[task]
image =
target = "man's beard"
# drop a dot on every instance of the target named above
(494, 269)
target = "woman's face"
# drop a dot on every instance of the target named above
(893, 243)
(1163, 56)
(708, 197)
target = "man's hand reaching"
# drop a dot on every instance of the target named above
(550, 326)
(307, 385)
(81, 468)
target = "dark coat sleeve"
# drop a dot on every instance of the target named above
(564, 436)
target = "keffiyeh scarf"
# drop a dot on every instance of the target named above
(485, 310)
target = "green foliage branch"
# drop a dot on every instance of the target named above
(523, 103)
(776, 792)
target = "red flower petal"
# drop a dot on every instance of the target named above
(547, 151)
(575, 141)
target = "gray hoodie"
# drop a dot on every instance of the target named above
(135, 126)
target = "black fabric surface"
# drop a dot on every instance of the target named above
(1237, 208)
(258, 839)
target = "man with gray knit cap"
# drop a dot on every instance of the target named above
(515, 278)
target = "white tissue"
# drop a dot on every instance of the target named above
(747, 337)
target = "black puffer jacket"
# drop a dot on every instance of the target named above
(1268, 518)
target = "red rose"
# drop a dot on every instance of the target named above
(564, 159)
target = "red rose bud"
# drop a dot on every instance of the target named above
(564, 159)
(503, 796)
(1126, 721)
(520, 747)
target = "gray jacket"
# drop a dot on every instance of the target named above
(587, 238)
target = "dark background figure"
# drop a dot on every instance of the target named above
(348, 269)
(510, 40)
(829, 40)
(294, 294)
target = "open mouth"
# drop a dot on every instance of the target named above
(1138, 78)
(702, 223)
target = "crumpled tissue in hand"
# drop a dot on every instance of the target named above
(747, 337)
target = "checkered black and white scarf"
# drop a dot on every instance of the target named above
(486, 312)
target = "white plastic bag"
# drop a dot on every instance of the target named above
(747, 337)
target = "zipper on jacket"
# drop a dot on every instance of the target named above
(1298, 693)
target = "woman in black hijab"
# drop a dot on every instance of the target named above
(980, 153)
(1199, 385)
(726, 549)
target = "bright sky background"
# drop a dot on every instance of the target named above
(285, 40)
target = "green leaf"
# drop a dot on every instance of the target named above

============================================================

Work to be completed: Reproduce the whole listing word for word.

Written response:
[task]
image =
target = "man's beard"
# drop a dot on every instance of the target named above
(494, 269)
target = "woman's face"
# drop a dot on every instance of the target named above
(893, 243)
(1163, 56)
(708, 197)
target = "man's hand reaching"
# drop a dot on every instance of the target named above
(550, 326)
(307, 385)
(81, 468)
target = "dark coat sleeve"
# drop a dot on every instance of the target named above
(564, 436)
target = "keffiyeh scarf"
# drop a dot on every instance of the target named above
(485, 310)
target = "green foliage branch"
# drop a dot on every instance of the target named above
(523, 103)
(776, 792)
target = "red flower petal"
# drop a dot on every instance of the target named above
(547, 151)
(575, 141)
target = "gray hoodie"
# drop a dot on every instance of the target named above
(135, 126)
target = "black fabric surface"
# drop a dot on every instance of the target named above
(1237, 208)
(258, 839)
target = "man with gray knit cap"
# drop a dot on every instance of the target named above
(515, 278)
target = "white tissue"
# drop a dot on every instance of the target named above
(747, 337)
target = "black puffer jacket"
# drop a dot on every instance of the target named above
(1268, 518)
target = "red rose"
# drop a dot on every instance of the target named above
(564, 159)
target = "red rose bud"
# drop a dot on every instance of the target named above
(564, 159)
(503, 796)
(1126, 721)
(520, 747)
target = "gray jacket"
# drop a dot on every instance of the target named above
(587, 238)
target = "dark background figure"
# drop a dot on every instance of the target named above
(348, 269)
(510, 40)
(829, 40)
(294, 294)
target = "open mouth"
# drop a dot on every instance of the target named above
(1138, 78)
(702, 223)
target = "crumpled tissue in hand"
# drop a dot on every instance of the target named above
(747, 337)
target = "checkered black and white scarf"
# drop a dot on every instance of the target named above
(486, 312)
target = "white plastic bag"
# drop a dot on every instance of the target named above
(747, 337)
target = "zipper on jacket"
# drop a dot on every instance of the target named above
(1298, 693)
target = "woman in black hijab"
# drop a dot on every instance of the target named above
(980, 153)
(1199, 385)
(726, 549)
target = "bright sky background"
# drop a dot on every instance of the target named above
(285, 40)
target = "green leaf"
# drop a dot on every instance of the target named above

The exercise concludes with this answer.